**** Stored rows

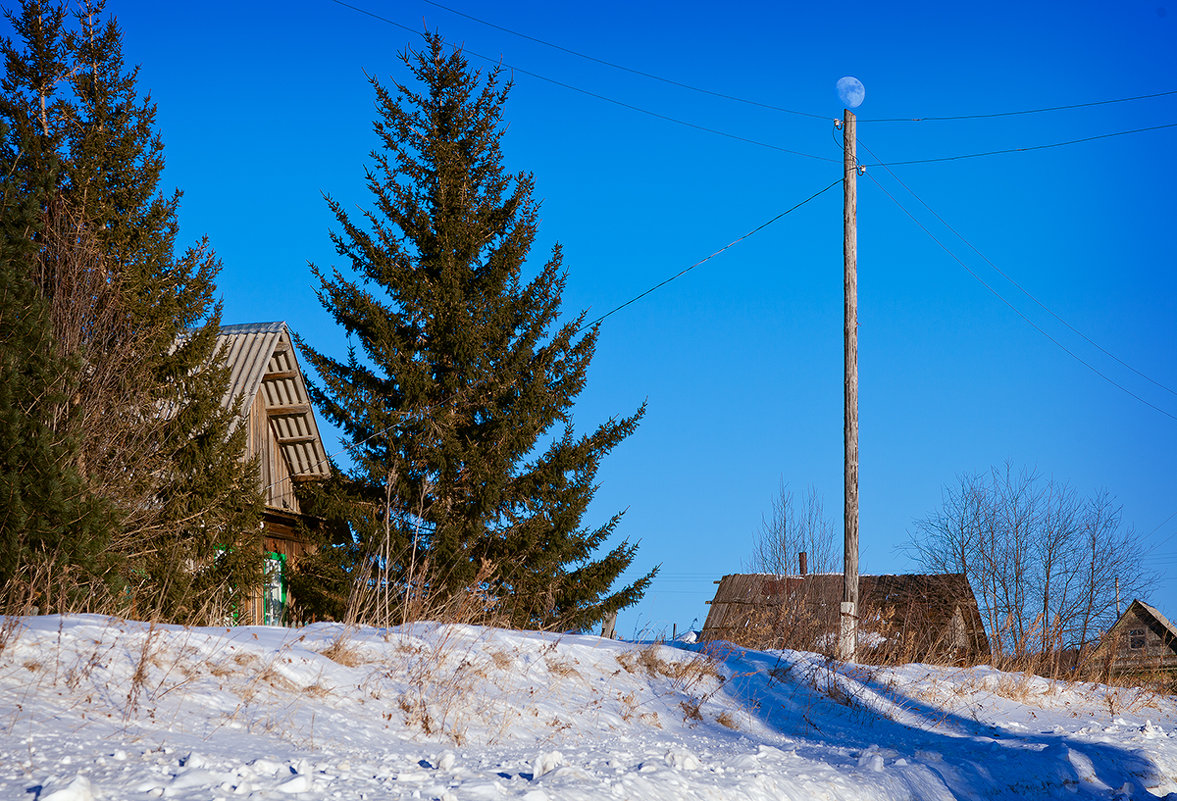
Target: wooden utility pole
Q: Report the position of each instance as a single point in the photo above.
(848, 633)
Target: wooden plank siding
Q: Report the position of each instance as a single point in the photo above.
(281, 435)
(1141, 641)
(902, 618)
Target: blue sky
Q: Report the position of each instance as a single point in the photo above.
(264, 107)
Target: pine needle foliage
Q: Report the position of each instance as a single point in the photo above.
(457, 396)
(135, 312)
(51, 528)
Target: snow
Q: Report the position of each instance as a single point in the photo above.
(97, 708)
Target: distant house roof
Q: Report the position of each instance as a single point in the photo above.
(922, 616)
(1141, 640)
(261, 359)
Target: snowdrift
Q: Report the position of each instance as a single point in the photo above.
(95, 708)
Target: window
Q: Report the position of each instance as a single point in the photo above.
(273, 592)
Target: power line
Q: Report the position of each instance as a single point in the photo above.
(1019, 287)
(450, 401)
(1021, 149)
(623, 67)
(594, 94)
(709, 258)
(1016, 309)
(1028, 111)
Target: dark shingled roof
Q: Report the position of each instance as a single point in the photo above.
(912, 616)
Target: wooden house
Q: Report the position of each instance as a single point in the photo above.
(902, 618)
(1141, 641)
(268, 393)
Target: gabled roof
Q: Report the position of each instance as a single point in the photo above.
(1137, 607)
(261, 359)
(760, 609)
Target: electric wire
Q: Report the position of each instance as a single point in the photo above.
(623, 67)
(432, 407)
(1019, 113)
(709, 258)
(1022, 149)
(594, 94)
(1019, 287)
(1016, 309)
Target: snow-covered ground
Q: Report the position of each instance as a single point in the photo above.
(95, 708)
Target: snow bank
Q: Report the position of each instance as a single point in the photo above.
(95, 708)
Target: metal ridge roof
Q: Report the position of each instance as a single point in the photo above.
(261, 360)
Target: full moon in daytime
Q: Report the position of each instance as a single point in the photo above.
(851, 92)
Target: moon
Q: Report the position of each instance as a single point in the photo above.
(851, 92)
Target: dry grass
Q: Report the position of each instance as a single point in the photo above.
(343, 653)
(562, 668)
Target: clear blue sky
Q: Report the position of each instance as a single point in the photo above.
(264, 106)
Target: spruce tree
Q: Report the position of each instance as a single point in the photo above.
(155, 440)
(469, 479)
(52, 531)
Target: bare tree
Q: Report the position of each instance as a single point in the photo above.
(792, 528)
(1042, 561)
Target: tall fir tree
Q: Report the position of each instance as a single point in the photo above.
(155, 440)
(469, 476)
(53, 532)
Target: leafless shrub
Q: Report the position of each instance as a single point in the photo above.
(793, 528)
(1043, 561)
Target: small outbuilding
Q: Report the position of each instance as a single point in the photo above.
(268, 393)
(902, 618)
(1141, 641)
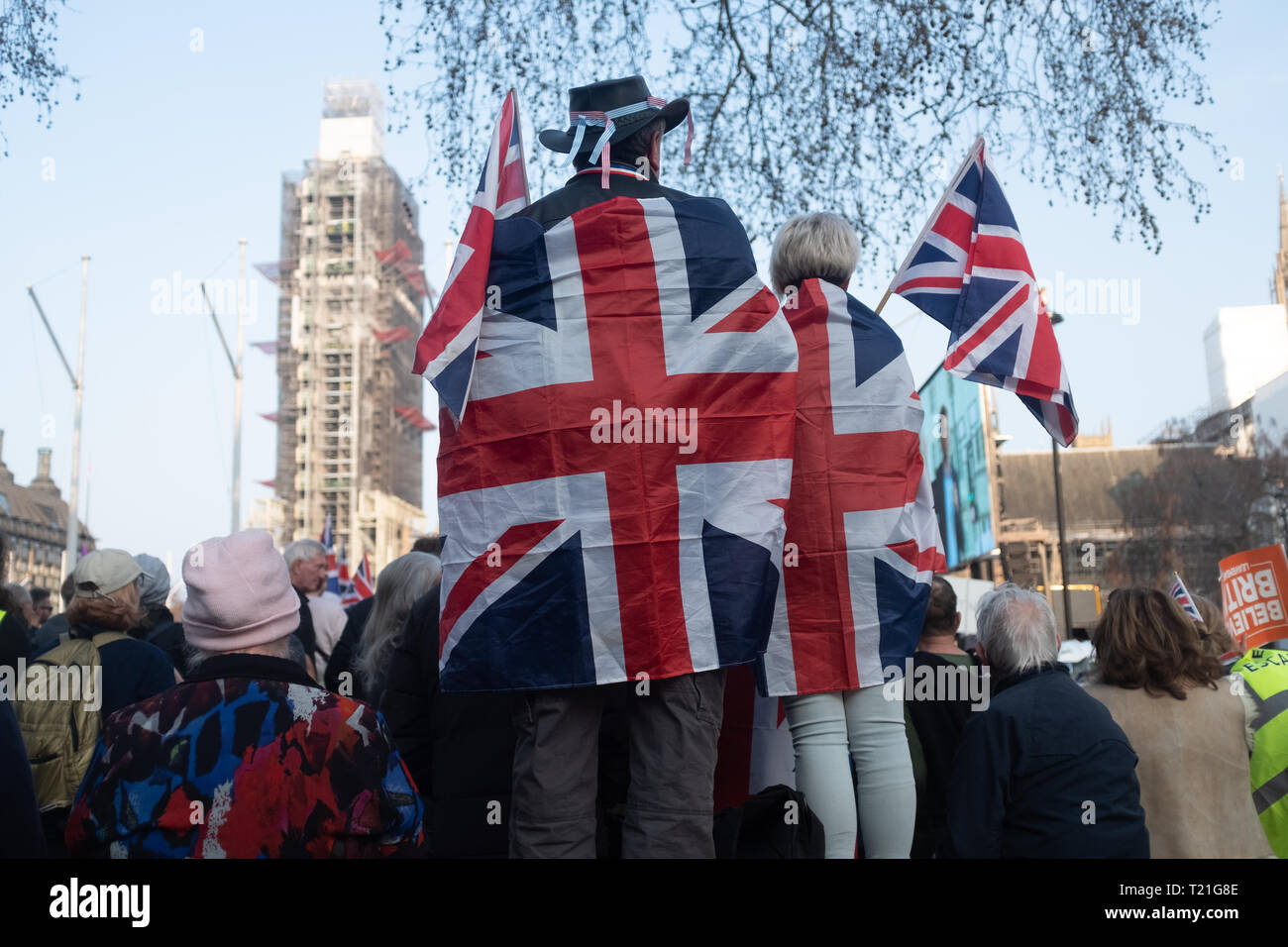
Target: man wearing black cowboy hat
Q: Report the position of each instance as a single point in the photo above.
(629, 161)
(656, 638)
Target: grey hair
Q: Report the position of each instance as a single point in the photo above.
(398, 586)
(301, 549)
(811, 247)
(1017, 629)
(18, 594)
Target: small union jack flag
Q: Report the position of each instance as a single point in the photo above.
(970, 272)
(364, 586)
(1183, 595)
(333, 573)
(445, 354)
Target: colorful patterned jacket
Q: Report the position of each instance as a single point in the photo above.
(249, 758)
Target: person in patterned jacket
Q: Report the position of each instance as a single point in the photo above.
(249, 757)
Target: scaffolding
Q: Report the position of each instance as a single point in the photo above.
(344, 318)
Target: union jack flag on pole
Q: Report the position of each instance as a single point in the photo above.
(1183, 595)
(970, 272)
(333, 574)
(364, 586)
(446, 351)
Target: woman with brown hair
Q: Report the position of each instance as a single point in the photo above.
(1176, 706)
(1216, 638)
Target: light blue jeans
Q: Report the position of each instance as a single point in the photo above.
(827, 731)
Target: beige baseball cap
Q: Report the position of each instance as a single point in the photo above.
(103, 571)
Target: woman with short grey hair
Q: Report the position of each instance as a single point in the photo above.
(398, 586)
(812, 247)
(827, 659)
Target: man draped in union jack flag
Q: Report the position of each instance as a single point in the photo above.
(862, 547)
(612, 497)
(970, 272)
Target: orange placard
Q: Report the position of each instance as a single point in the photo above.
(1253, 589)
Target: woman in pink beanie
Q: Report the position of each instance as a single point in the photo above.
(254, 758)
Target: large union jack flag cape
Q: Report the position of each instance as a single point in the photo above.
(612, 501)
(862, 536)
(970, 272)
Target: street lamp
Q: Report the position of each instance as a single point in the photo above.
(1056, 318)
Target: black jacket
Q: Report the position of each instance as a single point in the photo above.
(342, 656)
(459, 748)
(1044, 772)
(938, 724)
(21, 834)
(305, 633)
(163, 631)
(584, 191)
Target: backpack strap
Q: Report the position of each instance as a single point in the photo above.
(108, 637)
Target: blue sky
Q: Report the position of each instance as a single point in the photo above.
(171, 155)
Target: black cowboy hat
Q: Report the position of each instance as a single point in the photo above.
(604, 97)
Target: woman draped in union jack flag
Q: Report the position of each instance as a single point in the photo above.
(862, 545)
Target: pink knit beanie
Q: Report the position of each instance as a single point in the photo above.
(240, 592)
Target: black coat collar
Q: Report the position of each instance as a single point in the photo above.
(1012, 681)
(261, 667)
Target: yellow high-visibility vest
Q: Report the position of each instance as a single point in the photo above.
(1265, 672)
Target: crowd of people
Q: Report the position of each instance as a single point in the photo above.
(249, 751)
(259, 718)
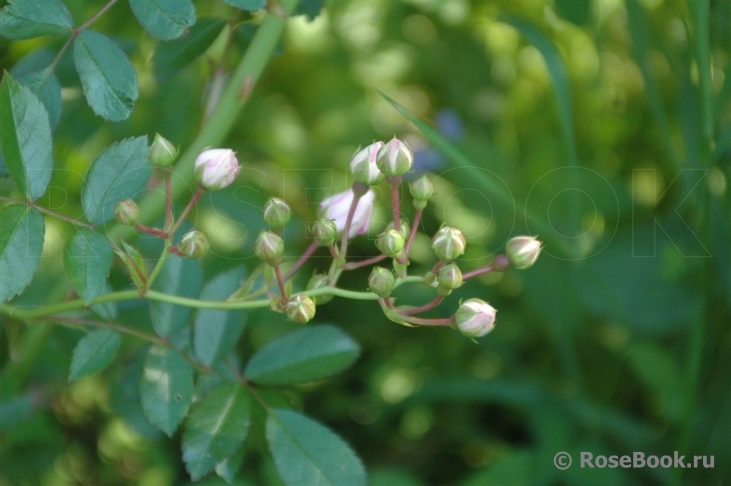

********

--- What is being asked ---
Copy the items above word for word, beginning at the line that contains "Target: street lamp" and continuing through the end of the items. Leave out the pictures.

--- Task result ---
Target: street lamp
Q: Report the position of each instance as a single point in the photo above.
(1056, 318)
Target: black jacket
Q: Report the position of each instance as a single point in the photo above.
(342, 656)
(459, 748)
(1044, 772)
(938, 724)
(21, 834)
(305, 633)
(163, 631)
(584, 191)
Target: backpack strap
Q: Report the position of each instance as a single point in the photo above.
(108, 637)
Target: blue sky
Q: Report the position of each instance as a single point in the photo above.
(171, 155)
Target: black cowboy hat
Q: Report the position of each instance as a single point in the photo above.
(604, 97)
Target: woman draped in union jack flag
Q: Report the position of each instance as a single point in the photo above.
(862, 545)
Target: pink knit beanie
Q: Report the position of each instance as a single point in the photo above.
(240, 592)
Target: black coat collar
Q: Report the position of each instance as a single point in the photo above.
(1012, 681)
(261, 667)
Target: yellow high-visibility vest
Q: Report the position of each instance as a single point in the photo above.
(1265, 672)
Target: crowd of people
Q: Report the position of each instance as a single point in the photo above.
(249, 751)
(259, 718)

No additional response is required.